### EXTRACT PROVIDED:
My wife and I are a little jealous of that. Even though I loved photography at the time, some of my best friends from high school in the 1990s exist almost completely in my memory. I remember my buddy Aaron painting my chest blue before a football game. No photos exist.

If we were teens in 2022, my high school best friend Jeff and I would have made endless videos of our backyard fireworks stunts. The kinds of moments that Ella is photographing exhaustively these days are missing from my high school photo albums.

I still hold these happy pockets of memories, even without photos. But I can’t help but wonder how just a few images might teleport me back to those moments of school spirit and youthful pyromania.

With that said, omnipresent cameras create costs. With cameras so present at every occasion (and non-occasion), our sons and daughters preen and perform for the attention of the lens. Would the occasion be more joyful, we parents ask as we watch from the outskirts, if they simply celebrated for the fun of it, rather than for the camera?

Our daughters bear an outsized burden. Social media constantly deceives them about the allure of being impossibly thin, glossy and happy — giddy mannequins wrapped in luxury clothing.

### TASK ITEM A:
Write out everything in the passage about photos and high school memories from "I still hold" down to "for the camera?".
### TASK ITEM B:
Answer these questions using the passage about photos and high school memories:
(i) In which decade was the writer in high school?
(ii) What did Aaron paint blue before a football game?
(iii) Who does the passage say bears an outsized burden?
The records aren't needed for anything here.

### DATA LISTING:

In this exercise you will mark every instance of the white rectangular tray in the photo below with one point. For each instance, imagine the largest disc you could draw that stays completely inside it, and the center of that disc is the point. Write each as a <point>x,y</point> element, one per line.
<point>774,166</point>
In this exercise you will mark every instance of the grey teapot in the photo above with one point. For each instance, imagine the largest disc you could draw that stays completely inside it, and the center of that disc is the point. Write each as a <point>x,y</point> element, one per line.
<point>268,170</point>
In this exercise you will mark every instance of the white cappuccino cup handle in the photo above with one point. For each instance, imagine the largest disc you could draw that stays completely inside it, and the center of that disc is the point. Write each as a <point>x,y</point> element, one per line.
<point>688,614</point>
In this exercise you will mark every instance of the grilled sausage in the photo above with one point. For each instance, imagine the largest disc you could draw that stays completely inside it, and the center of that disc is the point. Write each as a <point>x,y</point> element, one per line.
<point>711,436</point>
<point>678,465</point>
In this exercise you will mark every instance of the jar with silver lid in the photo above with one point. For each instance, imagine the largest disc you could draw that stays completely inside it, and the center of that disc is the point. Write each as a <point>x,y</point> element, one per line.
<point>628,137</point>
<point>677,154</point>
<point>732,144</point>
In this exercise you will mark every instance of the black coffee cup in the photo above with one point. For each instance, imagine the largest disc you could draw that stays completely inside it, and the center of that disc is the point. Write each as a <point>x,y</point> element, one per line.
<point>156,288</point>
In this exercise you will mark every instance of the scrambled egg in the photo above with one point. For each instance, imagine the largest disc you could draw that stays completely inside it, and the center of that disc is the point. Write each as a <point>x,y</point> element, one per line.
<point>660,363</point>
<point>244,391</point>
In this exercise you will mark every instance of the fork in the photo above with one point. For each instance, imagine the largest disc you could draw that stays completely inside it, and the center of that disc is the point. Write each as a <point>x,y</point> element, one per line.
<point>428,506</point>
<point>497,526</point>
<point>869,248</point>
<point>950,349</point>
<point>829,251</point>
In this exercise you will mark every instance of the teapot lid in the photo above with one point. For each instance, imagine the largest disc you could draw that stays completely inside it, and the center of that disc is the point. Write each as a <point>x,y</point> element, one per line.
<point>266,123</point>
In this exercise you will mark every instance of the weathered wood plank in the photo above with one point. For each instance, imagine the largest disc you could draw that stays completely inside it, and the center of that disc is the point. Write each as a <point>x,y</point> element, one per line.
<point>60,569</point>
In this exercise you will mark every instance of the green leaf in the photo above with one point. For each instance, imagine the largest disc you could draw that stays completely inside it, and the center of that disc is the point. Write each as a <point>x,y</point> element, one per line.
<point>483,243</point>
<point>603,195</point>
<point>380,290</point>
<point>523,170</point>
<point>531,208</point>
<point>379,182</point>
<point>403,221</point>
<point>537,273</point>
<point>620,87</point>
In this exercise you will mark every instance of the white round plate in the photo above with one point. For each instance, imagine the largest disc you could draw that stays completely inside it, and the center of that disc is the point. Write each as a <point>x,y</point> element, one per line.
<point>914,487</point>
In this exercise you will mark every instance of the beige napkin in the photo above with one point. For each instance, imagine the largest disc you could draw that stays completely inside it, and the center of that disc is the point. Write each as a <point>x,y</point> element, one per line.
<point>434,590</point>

### WRITTEN ANSWER A:
I still hold these happy pockets of memories, even without photos. But I can’t help but wonder how just a few images might teleport me back to those moments of school spirit and youthful pyromania.

With that said, omnipresent cameras create costs. With cameras so present at every occasion (and non-occasion), our sons and daughters preen and perform for the attention of the lens. Would the occasion be more joyful, we parents ask as we watch from the outskirts, if they simply celebrated for the fun of it, rather than for the camera?

### WRITTEN ANSWER B:
(i) The 1990s
(ii) The writer's chest
(iii) Our daughters